*** Supplied text ***

Skip to content

Feature/voice agent#386

Open
Co-vengers wants to merge 53 commits intoGetBindu:mainfrom
Co-vengers:feature/voice-agent
Open

Feature/voice agent#386
Co-vengers wants to merge 53 commits intoGetBindu:mainfrom
Co-vengers:feature/voice-agent

Conversation

@Co-vengers
Copy link
Copy Markdown
Contributor

Voice Agent Extension — Progress & Documentation PR

Overview

This PR introduces the initial implementation of the Voice Agent Extension for Bindu, enabling real-time voice conversations between users and agents. The extension integrates backend, frontend, and testing components, following the architecture and plan outlined in docs/VOICE_AGENT_PLAN.md.


What’s Included

Backend

  • New voice extension module: bindu/extensions/voice/ with:
    • __init__.py, voice_agent_extension.py, service_factory.py, pipeline_builder.py, session_manager.py, agent_bridge.py, audio_config.py
  • Endpoints: bindu/server/endpoints/voice_endpoints.py (REST + WebSocket)

***

*What the task requires*
List every file that the voice agent pull request names as part of the new module bindu/extensions/voice/.

*** Data excerpts ***

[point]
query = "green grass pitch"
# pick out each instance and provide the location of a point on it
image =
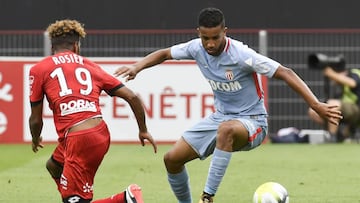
(327, 173)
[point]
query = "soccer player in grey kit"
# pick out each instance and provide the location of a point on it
(240, 121)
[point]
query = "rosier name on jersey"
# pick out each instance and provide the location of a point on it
(75, 106)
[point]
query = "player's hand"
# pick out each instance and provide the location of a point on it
(128, 71)
(36, 143)
(329, 112)
(146, 136)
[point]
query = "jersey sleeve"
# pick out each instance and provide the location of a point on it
(182, 51)
(35, 86)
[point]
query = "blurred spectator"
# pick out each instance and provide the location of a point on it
(348, 103)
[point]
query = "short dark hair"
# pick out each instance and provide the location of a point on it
(211, 17)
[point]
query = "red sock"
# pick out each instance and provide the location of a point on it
(117, 198)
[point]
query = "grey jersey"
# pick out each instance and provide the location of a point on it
(234, 75)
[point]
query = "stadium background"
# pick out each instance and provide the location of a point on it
(294, 29)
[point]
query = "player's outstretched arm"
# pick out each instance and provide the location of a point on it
(137, 107)
(130, 71)
(36, 124)
(326, 111)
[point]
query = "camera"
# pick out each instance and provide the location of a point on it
(319, 61)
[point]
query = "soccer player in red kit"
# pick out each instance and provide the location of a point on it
(72, 85)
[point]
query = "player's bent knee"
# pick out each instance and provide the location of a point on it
(75, 199)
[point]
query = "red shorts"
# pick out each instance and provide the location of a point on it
(81, 153)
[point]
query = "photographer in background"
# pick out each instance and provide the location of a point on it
(333, 68)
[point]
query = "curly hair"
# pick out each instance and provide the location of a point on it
(211, 17)
(65, 32)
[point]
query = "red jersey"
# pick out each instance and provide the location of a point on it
(72, 85)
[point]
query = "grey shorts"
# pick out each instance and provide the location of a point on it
(202, 136)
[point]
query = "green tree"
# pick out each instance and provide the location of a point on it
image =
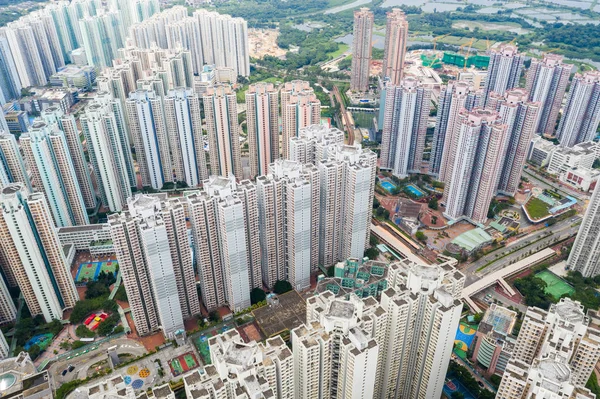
(257, 295)
(421, 236)
(433, 204)
(372, 253)
(282, 286)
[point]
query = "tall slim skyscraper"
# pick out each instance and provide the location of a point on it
(220, 111)
(299, 108)
(262, 119)
(153, 251)
(520, 117)
(102, 36)
(182, 114)
(149, 132)
(288, 223)
(10, 84)
(584, 256)
(361, 49)
(475, 172)
(8, 311)
(13, 165)
(58, 121)
(30, 245)
(394, 51)
(581, 114)
(224, 220)
(547, 80)
(453, 98)
(49, 160)
(504, 70)
(405, 126)
(108, 147)
(347, 179)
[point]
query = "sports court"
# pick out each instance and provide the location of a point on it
(453, 385)
(89, 271)
(463, 340)
(42, 341)
(555, 285)
(184, 363)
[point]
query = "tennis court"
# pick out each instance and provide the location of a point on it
(555, 285)
(183, 363)
(89, 271)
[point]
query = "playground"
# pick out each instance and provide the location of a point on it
(555, 285)
(184, 363)
(42, 340)
(89, 271)
(453, 385)
(465, 335)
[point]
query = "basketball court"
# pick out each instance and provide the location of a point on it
(183, 363)
(89, 271)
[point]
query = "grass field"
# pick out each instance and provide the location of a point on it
(341, 49)
(555, 285)
(537, 208)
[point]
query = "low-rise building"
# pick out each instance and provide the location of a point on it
(494, 343)
(582, 178)
(581, 155)
(94, 238)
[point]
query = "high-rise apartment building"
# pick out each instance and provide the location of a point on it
(108, 147)
(288, 203)
(581, 114)
(224, 220)
(405, 126)
(520, 117)
(361, 49)
(423, 308)
(10, 83)
(8, 310)
(188, 157)
(504, 70)
(347, 179)
(584, 256)
(102, 35)
(262, 119)
(220, 111)
(547, 80)
(556, 351)
(224, 41)
(154, 254)
(453, 98)
(299, 108)
(29, 244)
(394, 51)
(149, 132)
(49, 161)
(312, 144)
(473, 180)
(58, 121)
(13, 168)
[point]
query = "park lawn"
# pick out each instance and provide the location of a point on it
(537, 208)
(341, 49)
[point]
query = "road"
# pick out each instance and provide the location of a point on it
(560, 231)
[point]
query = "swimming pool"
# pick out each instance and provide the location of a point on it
(414, 191)
(388, 186)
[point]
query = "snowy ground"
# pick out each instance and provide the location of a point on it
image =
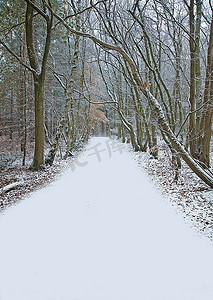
(102, 232)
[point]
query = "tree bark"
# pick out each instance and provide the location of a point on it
(39, 78)
(206, 117)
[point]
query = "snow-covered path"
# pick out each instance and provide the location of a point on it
(101, 232)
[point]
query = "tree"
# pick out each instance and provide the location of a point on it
(39, 71)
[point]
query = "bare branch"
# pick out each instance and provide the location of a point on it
(18, 58)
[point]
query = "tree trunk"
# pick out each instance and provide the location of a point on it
(206, 117)
(39, 79)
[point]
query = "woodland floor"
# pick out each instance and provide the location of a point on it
(102, 231)
(189, 195)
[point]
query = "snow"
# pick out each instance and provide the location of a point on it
(102, 232)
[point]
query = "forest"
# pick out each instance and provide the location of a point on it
(140, 71)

***

*Expected output*
__init__.py, voice_agent_extension.py, service_factory.py, pipeline_builder.py, session_manager.py, agent_bridge.py, audio_config.py